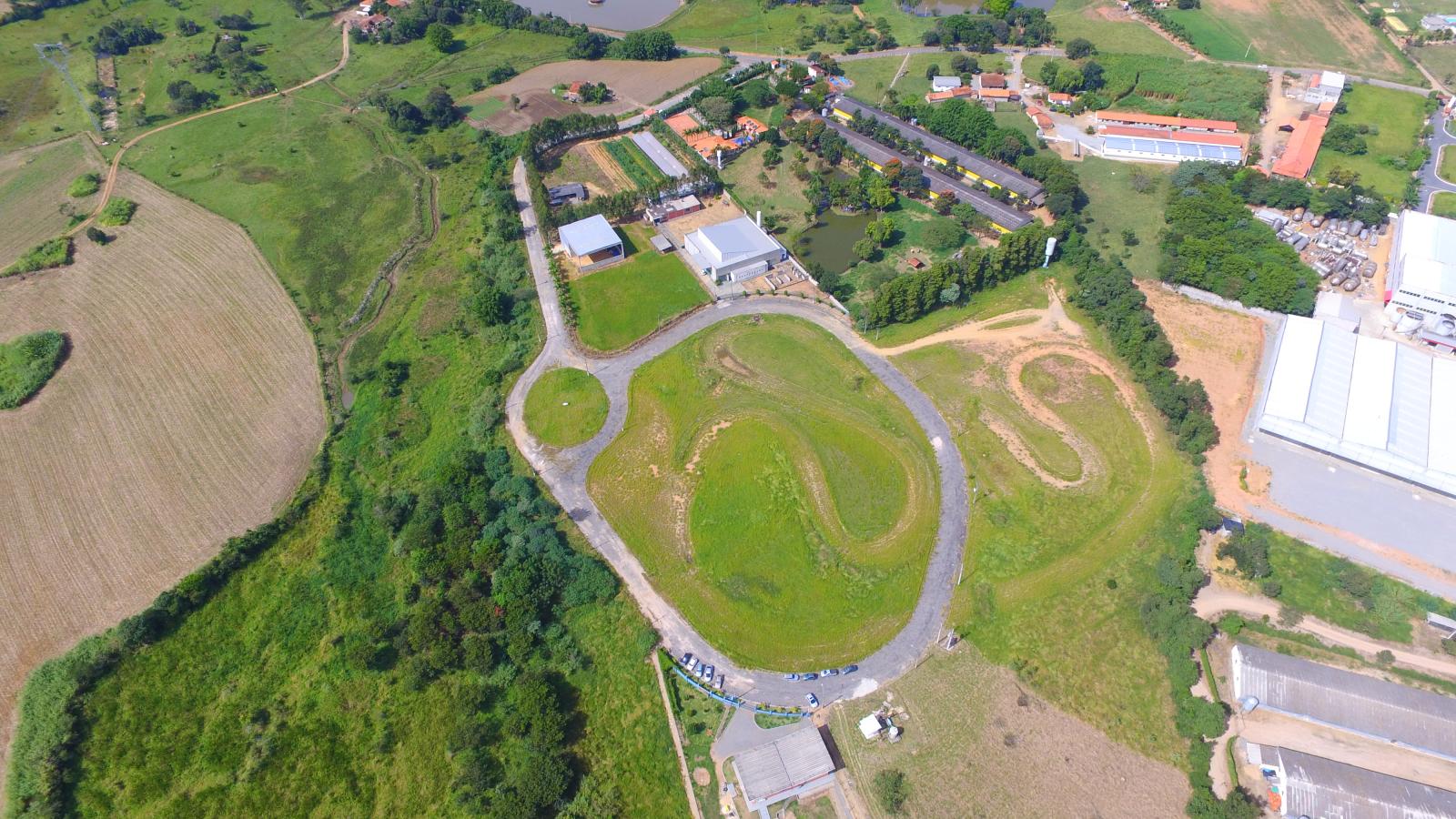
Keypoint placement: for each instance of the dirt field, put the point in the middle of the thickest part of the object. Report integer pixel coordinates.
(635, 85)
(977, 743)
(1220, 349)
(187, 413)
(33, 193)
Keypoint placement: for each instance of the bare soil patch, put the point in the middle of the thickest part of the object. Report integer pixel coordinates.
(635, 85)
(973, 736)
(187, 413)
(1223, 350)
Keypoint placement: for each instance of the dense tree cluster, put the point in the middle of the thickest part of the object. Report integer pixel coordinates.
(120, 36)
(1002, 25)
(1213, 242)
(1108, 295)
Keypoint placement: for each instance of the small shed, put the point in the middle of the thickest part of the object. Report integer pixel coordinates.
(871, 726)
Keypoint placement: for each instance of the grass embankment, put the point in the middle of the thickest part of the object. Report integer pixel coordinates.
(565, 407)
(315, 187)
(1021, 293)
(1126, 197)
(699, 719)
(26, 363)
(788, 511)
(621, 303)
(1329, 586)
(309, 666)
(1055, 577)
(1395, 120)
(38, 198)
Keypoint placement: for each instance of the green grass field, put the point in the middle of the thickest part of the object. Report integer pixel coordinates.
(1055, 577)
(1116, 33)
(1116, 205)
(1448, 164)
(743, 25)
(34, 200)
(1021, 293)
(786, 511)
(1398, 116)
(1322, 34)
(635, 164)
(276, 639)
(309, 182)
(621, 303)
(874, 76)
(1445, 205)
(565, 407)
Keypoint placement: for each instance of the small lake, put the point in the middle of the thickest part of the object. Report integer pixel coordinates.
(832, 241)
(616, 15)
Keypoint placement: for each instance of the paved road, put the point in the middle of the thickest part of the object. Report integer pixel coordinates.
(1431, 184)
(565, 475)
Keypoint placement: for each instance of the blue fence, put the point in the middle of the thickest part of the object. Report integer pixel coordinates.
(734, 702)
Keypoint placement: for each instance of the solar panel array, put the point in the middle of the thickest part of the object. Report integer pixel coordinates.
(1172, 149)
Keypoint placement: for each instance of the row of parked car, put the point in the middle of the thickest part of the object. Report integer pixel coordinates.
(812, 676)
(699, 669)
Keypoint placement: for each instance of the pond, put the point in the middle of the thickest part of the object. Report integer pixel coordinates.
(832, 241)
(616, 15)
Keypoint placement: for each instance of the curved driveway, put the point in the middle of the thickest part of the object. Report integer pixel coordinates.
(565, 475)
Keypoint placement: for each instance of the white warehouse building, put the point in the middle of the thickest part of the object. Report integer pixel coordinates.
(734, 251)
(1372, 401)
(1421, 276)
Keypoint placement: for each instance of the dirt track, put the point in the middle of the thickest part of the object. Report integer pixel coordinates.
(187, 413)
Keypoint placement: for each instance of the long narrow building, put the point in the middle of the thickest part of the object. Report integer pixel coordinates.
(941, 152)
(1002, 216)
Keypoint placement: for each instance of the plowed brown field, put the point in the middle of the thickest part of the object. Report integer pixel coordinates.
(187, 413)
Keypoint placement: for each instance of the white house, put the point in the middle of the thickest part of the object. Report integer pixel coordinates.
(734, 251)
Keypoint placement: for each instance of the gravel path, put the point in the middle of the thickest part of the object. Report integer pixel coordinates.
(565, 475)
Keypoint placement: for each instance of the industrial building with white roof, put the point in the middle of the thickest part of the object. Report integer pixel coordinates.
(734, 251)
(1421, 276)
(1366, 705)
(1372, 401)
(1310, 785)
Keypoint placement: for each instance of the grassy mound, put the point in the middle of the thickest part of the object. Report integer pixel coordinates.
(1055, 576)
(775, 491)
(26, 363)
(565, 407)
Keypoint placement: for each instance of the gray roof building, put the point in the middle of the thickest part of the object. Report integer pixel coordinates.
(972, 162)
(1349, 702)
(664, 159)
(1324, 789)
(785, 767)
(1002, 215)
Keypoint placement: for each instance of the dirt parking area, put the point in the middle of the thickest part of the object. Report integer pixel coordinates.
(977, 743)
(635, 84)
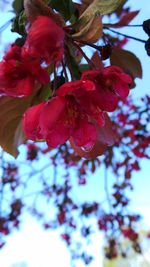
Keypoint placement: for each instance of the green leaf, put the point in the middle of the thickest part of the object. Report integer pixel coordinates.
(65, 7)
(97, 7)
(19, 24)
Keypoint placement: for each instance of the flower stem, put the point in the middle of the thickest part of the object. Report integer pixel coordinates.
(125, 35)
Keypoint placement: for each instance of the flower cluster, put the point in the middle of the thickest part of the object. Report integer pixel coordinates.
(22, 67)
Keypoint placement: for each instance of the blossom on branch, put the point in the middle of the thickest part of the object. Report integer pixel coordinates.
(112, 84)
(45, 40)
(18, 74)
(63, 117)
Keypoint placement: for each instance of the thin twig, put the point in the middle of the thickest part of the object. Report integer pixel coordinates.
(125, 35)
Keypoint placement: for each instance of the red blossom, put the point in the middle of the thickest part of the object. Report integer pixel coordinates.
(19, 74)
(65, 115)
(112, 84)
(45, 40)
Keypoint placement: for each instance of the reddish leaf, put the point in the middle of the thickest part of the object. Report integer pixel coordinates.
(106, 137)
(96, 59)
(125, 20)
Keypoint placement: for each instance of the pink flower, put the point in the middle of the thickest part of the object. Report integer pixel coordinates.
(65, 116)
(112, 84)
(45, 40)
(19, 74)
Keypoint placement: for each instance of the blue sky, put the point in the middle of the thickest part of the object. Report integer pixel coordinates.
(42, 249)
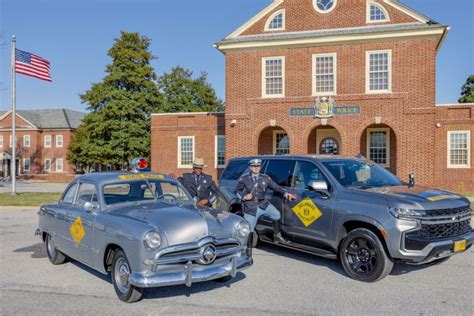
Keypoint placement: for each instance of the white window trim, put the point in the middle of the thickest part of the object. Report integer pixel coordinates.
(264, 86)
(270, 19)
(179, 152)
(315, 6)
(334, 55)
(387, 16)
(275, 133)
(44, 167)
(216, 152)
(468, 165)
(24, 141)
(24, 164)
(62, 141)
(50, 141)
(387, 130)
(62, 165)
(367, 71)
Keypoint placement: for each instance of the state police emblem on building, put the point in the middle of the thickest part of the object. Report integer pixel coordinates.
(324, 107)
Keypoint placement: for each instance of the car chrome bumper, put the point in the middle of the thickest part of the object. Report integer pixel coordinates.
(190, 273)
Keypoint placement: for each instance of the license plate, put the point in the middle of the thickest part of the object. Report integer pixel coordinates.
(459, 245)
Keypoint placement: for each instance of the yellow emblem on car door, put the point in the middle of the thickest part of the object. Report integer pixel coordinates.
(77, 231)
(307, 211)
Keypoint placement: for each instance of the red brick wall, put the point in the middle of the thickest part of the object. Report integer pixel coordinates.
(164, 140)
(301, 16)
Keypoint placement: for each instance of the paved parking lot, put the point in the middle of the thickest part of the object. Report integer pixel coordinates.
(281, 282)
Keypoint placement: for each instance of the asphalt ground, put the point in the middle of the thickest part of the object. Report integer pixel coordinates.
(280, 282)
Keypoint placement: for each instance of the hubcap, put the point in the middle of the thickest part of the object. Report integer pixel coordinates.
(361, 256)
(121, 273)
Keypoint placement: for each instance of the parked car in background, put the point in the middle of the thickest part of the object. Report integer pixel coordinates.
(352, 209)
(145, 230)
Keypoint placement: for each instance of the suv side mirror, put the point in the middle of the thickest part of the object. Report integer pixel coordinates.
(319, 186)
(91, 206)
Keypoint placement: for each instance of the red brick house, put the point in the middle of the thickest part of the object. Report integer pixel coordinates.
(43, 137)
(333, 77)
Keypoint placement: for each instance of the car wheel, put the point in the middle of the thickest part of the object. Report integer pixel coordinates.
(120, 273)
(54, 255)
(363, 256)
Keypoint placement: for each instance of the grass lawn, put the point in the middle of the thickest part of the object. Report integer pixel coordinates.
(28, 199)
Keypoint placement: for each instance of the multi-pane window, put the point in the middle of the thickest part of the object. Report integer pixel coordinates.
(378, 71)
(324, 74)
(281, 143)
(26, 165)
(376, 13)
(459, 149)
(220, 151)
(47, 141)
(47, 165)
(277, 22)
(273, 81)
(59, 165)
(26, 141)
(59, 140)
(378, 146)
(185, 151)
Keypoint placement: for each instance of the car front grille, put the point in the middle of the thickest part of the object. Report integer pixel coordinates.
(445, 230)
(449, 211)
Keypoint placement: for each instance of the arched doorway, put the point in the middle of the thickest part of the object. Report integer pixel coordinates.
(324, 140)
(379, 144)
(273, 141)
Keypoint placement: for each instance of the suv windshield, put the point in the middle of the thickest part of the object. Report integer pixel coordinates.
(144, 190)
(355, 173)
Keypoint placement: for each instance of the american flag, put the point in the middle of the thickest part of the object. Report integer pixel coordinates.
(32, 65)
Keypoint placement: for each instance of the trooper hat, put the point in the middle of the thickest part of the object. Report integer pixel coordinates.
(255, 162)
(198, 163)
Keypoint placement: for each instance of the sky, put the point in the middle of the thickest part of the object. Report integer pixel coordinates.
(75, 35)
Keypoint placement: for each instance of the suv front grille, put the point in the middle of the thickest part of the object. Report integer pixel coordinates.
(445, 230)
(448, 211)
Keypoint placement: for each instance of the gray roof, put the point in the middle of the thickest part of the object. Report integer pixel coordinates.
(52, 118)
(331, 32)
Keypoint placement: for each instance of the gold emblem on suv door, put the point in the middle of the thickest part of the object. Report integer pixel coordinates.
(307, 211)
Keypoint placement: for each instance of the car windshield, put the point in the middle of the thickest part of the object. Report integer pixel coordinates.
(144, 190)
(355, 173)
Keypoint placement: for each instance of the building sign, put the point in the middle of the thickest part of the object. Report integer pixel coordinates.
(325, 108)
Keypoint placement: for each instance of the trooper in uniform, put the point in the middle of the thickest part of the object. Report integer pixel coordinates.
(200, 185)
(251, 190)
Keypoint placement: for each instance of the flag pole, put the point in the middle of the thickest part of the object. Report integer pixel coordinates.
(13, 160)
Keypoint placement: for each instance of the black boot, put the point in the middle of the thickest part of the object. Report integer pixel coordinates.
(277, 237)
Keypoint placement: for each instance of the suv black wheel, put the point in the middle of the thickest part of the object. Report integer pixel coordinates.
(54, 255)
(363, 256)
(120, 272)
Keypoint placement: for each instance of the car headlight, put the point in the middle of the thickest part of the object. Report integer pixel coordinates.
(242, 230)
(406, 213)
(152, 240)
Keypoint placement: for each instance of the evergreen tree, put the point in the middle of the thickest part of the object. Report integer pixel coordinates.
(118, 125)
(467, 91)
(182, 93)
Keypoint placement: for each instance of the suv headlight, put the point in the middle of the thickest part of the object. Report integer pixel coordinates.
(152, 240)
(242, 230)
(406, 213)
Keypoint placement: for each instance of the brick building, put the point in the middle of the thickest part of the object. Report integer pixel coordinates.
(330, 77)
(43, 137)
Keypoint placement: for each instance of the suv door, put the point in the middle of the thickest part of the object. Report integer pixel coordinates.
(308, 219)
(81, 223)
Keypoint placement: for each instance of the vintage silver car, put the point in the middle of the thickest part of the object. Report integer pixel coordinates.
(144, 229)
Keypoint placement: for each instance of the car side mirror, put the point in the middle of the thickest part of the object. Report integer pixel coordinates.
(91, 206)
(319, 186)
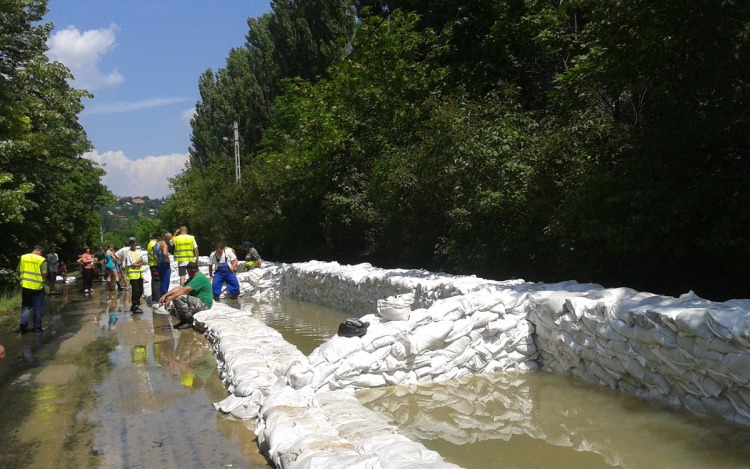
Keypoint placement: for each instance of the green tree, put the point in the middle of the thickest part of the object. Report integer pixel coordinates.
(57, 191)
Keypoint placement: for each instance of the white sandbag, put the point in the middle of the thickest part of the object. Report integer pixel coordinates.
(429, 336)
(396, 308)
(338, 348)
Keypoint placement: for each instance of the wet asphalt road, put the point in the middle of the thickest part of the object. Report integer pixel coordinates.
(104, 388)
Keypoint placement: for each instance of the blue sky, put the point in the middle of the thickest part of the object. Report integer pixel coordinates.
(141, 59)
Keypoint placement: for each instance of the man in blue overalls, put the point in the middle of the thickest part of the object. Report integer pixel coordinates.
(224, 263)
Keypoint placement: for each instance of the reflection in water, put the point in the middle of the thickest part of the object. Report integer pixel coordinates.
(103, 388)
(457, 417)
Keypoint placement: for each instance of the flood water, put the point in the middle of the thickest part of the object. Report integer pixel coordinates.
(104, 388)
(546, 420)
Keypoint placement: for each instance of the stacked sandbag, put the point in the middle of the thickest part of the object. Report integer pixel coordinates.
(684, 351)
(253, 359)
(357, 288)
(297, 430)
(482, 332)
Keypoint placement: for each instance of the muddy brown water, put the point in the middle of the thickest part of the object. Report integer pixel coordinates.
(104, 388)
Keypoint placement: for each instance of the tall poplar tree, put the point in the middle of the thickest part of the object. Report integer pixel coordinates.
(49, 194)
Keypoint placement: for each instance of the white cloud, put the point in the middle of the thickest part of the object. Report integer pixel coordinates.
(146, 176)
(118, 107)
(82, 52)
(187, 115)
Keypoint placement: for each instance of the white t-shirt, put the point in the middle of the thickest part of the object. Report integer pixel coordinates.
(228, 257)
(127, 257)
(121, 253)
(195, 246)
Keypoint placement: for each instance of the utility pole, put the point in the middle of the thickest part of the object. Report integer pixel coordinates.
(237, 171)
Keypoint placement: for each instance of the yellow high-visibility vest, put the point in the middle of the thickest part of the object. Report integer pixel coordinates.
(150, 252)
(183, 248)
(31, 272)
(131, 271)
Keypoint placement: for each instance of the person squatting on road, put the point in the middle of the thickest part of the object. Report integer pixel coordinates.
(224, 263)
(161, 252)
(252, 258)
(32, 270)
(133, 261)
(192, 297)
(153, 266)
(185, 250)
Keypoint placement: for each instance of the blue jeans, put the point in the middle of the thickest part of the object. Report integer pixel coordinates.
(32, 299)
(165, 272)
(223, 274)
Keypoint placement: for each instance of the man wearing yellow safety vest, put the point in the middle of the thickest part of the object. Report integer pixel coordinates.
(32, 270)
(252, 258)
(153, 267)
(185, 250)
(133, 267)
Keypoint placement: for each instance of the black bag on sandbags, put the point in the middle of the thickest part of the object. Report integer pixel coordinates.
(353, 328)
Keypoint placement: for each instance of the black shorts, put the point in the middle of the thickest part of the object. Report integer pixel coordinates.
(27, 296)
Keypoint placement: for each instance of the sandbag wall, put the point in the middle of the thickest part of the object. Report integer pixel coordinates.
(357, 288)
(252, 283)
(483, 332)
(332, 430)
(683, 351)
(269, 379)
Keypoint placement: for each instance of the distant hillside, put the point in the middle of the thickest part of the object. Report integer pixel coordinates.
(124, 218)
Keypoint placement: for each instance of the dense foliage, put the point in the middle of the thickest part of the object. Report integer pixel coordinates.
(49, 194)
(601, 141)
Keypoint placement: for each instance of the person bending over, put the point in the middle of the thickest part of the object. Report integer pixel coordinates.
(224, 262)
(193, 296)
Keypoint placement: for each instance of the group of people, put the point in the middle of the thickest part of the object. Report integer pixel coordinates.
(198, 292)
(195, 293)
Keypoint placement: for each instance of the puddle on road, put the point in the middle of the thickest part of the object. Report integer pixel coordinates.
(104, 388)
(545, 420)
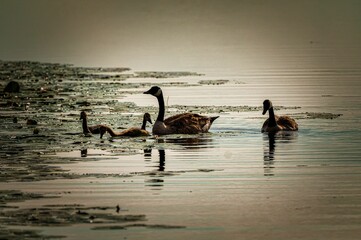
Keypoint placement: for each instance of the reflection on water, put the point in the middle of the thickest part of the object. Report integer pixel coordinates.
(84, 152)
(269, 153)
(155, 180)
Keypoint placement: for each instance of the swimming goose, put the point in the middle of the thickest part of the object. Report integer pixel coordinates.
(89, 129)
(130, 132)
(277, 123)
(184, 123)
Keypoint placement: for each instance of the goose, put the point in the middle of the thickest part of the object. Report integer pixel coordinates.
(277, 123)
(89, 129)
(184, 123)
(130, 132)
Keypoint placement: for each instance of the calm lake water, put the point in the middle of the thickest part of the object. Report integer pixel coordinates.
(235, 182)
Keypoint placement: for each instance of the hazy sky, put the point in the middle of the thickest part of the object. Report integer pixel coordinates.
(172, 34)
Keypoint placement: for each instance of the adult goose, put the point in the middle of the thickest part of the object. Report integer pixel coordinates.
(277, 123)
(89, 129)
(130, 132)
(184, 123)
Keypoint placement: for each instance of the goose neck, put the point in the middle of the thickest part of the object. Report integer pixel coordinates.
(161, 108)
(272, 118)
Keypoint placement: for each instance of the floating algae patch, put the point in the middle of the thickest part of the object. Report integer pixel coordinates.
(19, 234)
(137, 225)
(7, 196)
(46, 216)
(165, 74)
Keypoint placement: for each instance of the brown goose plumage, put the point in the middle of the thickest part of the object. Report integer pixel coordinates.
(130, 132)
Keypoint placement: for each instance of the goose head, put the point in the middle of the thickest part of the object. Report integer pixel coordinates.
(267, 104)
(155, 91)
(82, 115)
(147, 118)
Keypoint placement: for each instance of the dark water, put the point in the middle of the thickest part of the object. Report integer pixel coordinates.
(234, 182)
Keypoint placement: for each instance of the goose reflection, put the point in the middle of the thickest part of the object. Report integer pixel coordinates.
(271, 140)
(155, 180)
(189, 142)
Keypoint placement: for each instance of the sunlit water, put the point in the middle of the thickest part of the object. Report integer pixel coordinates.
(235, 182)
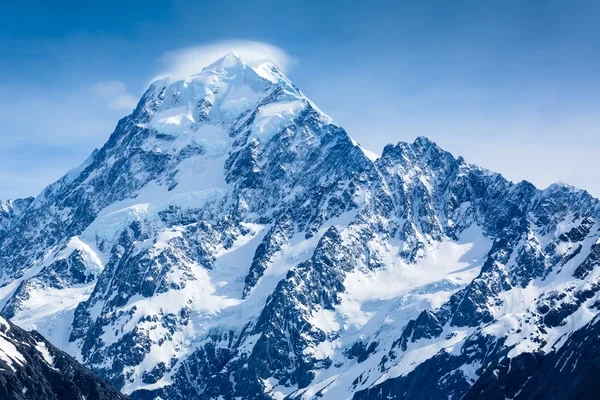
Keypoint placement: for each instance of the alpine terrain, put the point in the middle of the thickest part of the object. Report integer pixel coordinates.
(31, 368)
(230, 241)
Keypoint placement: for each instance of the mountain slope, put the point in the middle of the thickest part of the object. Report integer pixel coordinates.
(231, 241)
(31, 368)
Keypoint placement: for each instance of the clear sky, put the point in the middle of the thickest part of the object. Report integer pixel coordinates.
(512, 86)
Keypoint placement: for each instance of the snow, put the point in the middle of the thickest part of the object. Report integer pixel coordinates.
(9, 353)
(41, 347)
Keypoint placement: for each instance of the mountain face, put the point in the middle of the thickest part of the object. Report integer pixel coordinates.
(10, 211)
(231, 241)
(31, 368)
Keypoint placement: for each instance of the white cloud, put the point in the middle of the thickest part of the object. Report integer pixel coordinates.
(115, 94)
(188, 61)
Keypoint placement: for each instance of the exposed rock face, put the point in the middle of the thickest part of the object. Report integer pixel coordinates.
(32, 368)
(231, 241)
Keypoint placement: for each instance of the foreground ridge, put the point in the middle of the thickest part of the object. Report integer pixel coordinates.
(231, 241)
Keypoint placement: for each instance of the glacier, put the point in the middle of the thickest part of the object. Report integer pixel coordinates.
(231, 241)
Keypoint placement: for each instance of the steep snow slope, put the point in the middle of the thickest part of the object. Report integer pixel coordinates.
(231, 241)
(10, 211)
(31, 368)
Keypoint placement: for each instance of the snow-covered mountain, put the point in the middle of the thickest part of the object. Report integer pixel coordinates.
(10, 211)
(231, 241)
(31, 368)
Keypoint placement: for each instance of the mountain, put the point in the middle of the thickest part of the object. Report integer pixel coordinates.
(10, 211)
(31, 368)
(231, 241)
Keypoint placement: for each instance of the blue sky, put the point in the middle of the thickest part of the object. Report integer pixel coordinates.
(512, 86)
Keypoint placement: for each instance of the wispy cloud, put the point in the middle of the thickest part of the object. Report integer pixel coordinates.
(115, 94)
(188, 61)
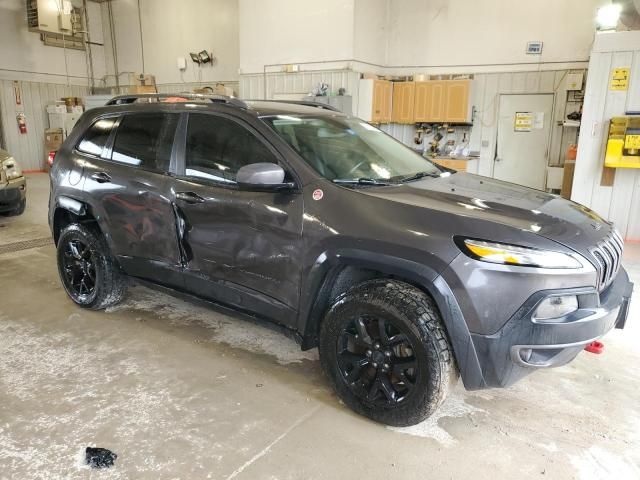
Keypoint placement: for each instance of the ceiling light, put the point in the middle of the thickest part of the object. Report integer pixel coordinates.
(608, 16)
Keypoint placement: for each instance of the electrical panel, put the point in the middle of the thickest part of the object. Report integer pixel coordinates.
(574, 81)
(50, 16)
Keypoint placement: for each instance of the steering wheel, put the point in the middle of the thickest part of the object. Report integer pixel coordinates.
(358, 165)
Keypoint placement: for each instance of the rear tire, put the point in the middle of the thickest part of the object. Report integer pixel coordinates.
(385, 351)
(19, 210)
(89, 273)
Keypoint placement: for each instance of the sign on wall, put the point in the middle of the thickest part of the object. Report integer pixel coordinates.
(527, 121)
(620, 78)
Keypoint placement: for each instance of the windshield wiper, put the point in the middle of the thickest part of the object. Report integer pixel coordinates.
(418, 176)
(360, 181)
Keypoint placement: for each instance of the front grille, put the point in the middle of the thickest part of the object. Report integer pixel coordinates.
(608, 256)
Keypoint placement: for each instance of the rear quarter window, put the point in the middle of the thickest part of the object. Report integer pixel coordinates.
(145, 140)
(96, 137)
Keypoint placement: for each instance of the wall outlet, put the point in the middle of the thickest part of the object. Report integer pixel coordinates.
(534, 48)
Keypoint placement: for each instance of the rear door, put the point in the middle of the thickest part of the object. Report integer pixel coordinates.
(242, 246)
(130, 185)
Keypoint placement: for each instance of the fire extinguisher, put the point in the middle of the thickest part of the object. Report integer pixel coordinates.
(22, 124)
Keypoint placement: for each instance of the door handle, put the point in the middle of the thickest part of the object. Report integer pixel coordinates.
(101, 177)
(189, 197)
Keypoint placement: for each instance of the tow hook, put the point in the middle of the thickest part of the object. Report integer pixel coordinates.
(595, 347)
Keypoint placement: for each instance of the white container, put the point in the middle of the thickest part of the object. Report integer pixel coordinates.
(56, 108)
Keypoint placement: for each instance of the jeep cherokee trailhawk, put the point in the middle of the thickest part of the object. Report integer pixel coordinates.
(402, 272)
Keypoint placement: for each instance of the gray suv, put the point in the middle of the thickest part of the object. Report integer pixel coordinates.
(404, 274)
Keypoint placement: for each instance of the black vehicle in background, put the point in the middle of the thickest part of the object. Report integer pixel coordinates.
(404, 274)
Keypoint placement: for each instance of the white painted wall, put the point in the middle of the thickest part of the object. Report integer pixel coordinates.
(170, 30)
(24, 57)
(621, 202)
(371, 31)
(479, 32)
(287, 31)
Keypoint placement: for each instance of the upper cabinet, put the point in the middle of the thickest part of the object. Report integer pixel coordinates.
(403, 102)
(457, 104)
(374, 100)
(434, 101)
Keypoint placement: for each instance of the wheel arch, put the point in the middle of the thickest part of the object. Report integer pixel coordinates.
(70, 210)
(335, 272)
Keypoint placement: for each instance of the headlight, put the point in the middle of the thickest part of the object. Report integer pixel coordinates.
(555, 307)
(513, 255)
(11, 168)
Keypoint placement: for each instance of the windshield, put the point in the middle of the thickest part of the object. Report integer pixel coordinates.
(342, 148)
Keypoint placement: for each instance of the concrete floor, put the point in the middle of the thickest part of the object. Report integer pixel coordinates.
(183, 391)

# Do this
Rewrite the rows from the start through the line containing "(1108, 295)", replacing "thickest part" with "widest part" and keeping everything else identical. Leave the pictures out.

# Written response
Keypoint placement: for each instance of the dirt field, put the point in the middle of the widest part of the object. Report integer pixel coordinates.
(635, 85)
(977, 743)
(1220, 349)
(187, 413)
(33, 193)
Keypoint placement: for each instance of the bare soil patch, put the point in the middle of the widest part of the object. Report integer pixel coordinates.
(635, 85)
(973, 736)
(187, 413)
(1223, 350)
Keypoint placement: for each instance of the dense tree cluster, put the point in the middle of the widest part of the object. Report integer pixel coordinates.
(120, 36)
(1002, 25)
(1213, 242)
(1108, 295)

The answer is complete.